TO DO>
Repeat the items below word for word, from the first one through the line containing "point(113, 213)", including both ends.

DATA ENTRIES>
# # # # # # #

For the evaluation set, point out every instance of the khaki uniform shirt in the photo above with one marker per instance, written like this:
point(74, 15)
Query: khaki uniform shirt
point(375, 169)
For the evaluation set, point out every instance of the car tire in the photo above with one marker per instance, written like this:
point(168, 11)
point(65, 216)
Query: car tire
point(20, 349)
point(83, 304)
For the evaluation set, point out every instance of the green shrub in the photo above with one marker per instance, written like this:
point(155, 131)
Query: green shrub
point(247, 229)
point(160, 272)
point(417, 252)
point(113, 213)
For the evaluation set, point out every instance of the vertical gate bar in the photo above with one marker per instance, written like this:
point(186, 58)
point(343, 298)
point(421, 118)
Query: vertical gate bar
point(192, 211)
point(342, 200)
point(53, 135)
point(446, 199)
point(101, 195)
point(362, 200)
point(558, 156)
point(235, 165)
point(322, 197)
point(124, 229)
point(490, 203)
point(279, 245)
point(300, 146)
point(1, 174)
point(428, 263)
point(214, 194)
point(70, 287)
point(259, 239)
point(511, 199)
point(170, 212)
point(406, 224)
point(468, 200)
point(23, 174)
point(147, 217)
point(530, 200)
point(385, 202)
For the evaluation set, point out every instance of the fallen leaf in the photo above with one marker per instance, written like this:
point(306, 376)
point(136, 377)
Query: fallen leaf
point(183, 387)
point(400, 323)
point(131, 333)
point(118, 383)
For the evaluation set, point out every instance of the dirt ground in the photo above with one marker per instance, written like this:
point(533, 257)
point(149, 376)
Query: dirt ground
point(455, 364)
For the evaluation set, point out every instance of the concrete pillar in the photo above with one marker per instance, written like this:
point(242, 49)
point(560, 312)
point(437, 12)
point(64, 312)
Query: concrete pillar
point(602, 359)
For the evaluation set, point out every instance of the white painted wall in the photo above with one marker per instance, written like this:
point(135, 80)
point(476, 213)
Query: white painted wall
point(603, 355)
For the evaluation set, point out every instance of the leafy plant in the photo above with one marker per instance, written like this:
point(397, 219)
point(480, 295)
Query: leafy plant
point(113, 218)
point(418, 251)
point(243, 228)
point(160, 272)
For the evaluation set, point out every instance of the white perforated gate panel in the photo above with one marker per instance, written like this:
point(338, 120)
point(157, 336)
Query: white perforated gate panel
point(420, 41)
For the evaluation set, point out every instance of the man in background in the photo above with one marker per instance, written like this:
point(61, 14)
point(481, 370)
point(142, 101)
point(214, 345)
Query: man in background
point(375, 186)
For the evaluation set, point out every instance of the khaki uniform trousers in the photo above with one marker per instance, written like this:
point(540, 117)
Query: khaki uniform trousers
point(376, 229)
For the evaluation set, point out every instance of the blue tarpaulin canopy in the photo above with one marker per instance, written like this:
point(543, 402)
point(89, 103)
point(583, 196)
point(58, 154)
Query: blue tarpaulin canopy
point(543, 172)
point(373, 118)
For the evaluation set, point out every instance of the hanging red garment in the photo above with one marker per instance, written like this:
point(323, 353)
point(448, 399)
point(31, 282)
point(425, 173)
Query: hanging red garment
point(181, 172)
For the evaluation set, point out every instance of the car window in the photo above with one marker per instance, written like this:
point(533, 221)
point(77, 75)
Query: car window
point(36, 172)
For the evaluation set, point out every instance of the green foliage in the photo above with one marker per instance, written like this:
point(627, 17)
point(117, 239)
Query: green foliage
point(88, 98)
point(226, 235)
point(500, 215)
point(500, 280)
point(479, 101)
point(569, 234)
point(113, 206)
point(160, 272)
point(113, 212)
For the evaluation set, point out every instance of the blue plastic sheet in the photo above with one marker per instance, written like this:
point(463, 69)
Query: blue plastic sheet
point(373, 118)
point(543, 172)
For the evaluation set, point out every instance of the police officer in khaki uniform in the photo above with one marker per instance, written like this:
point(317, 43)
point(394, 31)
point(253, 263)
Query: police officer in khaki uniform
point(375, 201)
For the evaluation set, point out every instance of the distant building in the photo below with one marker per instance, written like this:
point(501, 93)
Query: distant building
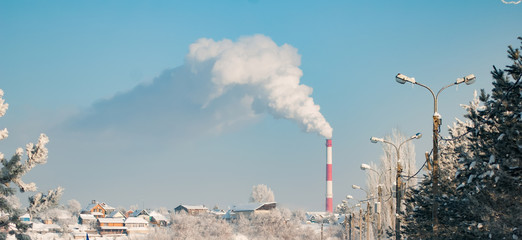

# # # # # # #

OUTPUT BELOW>
For the evaluation set, point out every instance of the khaki uniform shirt in the photo above with one marker per instance, written like this:
point(74, 15)
Query: khaki uniform shirt
point(375, 169)
For the evaluation set, point out every instance of the car tire in the photo above with one marker per instance, written like this:
point(168, 11)
point(65, 216)
Query: car tire
point(20, 349)
point(83, 304)
For the evaluation set, point out every instance of the green shrub in the photo above with one marker per instance, written like this:
point(155, 131)
Query: green shrub
point(247, 229)
point(160, 272)
point(417, 252)
point(113, 213)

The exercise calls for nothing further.